--- Set task ---
Print every one of the entries below word for word, leaving the pictures out.

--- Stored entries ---
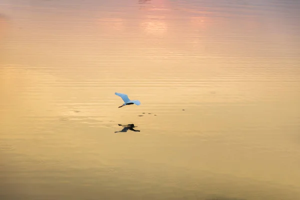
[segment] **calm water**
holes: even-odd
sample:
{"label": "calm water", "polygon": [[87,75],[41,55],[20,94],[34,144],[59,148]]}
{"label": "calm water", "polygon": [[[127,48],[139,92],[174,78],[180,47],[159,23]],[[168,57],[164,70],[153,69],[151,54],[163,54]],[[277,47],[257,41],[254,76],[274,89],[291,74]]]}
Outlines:
{"label": "calm water", "polygon": [[0,198],[300,199],[299,22],[297,0],[1,0]]}

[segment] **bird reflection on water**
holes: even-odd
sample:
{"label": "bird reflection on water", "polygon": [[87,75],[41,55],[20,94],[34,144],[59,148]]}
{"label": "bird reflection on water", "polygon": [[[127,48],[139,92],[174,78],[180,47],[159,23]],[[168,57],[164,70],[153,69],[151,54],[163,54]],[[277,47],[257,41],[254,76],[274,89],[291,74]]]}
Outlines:
{"label": "bird reflection on water", "polygon": [[127,125],[122,125],[120,124],[118,124],[118,126],[122,126],[124,127],[123,129],[118,132],[127,132],[127,130],[130,130],[134,131],[134,132],[140,132],[140,130],[135,130],[134,129],[134,128],[138,127],[138,126],[134,126],[134,124],[130,124]]}

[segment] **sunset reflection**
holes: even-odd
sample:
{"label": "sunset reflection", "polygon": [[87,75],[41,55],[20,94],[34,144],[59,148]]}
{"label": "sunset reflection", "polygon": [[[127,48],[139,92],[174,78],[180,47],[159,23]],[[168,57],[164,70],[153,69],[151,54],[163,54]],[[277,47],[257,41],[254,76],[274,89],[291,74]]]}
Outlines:
{"label": "sunset reflection", "polygon": [[148,34],[161,35],[168,30],[168,24],[164,16],[148,16],[145,22],[142,22],[141,27]]}

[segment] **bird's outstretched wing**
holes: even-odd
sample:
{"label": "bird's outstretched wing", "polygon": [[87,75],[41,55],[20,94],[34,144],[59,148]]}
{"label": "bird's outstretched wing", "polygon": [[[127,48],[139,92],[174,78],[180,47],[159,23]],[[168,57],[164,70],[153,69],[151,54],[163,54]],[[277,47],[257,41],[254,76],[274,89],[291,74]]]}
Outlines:
{"label": "bird's outstretched wing", "polygon": [[138,100],[134,100],[132,102],[134,104],[136,104],[137,106],[140,106],[140,102]]}
{"label": "bird's outstretched wing", "polygon": [[123,100],[125,103],[126,103],[130,100],[127,94],[118,92],[114,92],[114,94],[117,95],[122,98],[122,100]]}

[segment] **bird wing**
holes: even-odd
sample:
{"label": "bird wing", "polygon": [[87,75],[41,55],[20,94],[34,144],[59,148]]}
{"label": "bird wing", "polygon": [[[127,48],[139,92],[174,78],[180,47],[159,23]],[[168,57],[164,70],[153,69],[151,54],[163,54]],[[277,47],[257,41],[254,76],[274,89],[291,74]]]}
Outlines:
{"label": "bird wing", "polygon": [[120,96],[121,98],[122,98],[122,100],[123,100],[124,102],[126,103],[128,102],[130,100],[127,94],[118,92],[114,92],[114,94]]}
{"label": "bird wing", "polygon": [[132,102],[137,106],[140,106],[140,102],[138,100],[134,100]]}

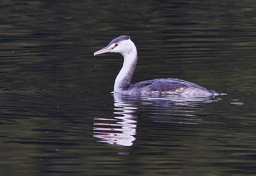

--- Task solution ---
[segment] **calm water**
holes: even-odd
sample:
{"label": "calm water", "polygon": [[87,75],[41,55],[20,94],[34,144],[59,148]]}
{"label": "calm water", "polygon": [[[127,48],[139,92],[174,78],[180,47],[159,23]],[[168,57],[164,70],[153,69],[151,54],[163,54]],[[277,47],[257,41],[254,76],[274,89],[291,74]]]}
Outlines:
{"label": "calm water", "polygon": [[0,198],[300,199],[299,22],[297,0],[1,0]]}

[segment] **bird reflection on water**
holes: even-odd
sample:
{"label": "bird reflection on water", "polygon": [[87,75],[41,55],[20,94],[34,144],[59,148]]}
{"label": "bird reflection on water", "polygon": [[[127,48],[139,92],[174,78],[180,47],[159,23]],[[168,57],[164,70],[153,69],[151,54],[163,54]],[[277,47],[257,41],[254,76],[274,89],[291,74]]]}
Outlines:
{"label": "bird reflection on water", "polygon": [[127,125],[122,125],[120,124],[118,124],[118,126],[122,126],[124,127],[123,129],[118,132],[127,132],[127,130],[130,130],[134,131],[134,132],[140,132],[140,130],[135,130],[134,129],[134,128],[138,127],[138,126],[134,126],[134,124],[130,124]]}

[segment] **sunset reflection**
holes: even-odd
sample:
{"label": "sunset reflection", "polygon": [[87,75],[41,55],[20,94],[34,144],[59,148]]}
{"label": "sunset reflection", "polygon": [[[127,48],[139,92],[174,78],[180,47],[159,23]],[[168,57],[164,70],[153,69],[151,54],[163,54]],[[277,47],[257,41],[254,76],[274,89],[291,74]]]}
Outlines:
{"label": "sunset reflection", "polygon": [[148,34],[161,35],[168,30],[168,24],[164,16],[148,16],[145,22],[142,22],[141,27]]}

[segment] **bird's outstretched wing**
holes: even-odd
sample:
{"label": "bird's outstretched wing", "polygon": [[87,75],[41,55],[20,94],[34,144],[59,148]]}
{"label": "bird's outstretched wing", "polygon": [[[127,48],[139,92],[174,78],[180,47],[159,23]],[[168,57],[164,70],[153,69],[151,54],[163,54]],[[277,47],[257,41],[254,76],[274,89],[291,74]]]}
Outlines:
{"label": "bird's outstretched wing", "polygon": [[138,100],[134,100],[132,102],[134,104],[136,104],[137,106],[140,106],[140,102]]}
{"label": "bird's outstretched wing", "polygon": [[123,100],[125,103],[126,103],[130,100],[127,94],[118,92],[114,92],[114,94],[117,95],[122,98],[122,100]]}

[segment] **bird wing**
holes: even-odd
sample:
{"label": "bird wing", "polygon": [[87,75],[41,55],[20,94],[34,144],[59,148]]}
{"label": "bird wing", "polygon": [[[127,48],[139,92],[174,78],[180,47],[159,23]],[[168,57],[164,70],[153,69],[151,54],[163,54]],[[277,47],[257,41],[254,76],[274,89],[291,74]]]}
Outlines:
{"label": "bird wing", "polygon": [[120,96],[121,98],[122,98],[122,100],[123,100],[124,102],[126,103],[128,102],[130,100],[127,94],[118,92],[114,92],[114,94]]}
{"label": "bird wing", "polygon": [[132,102],[137,106],[140,106],[140,102],[138,100],[134,100]]}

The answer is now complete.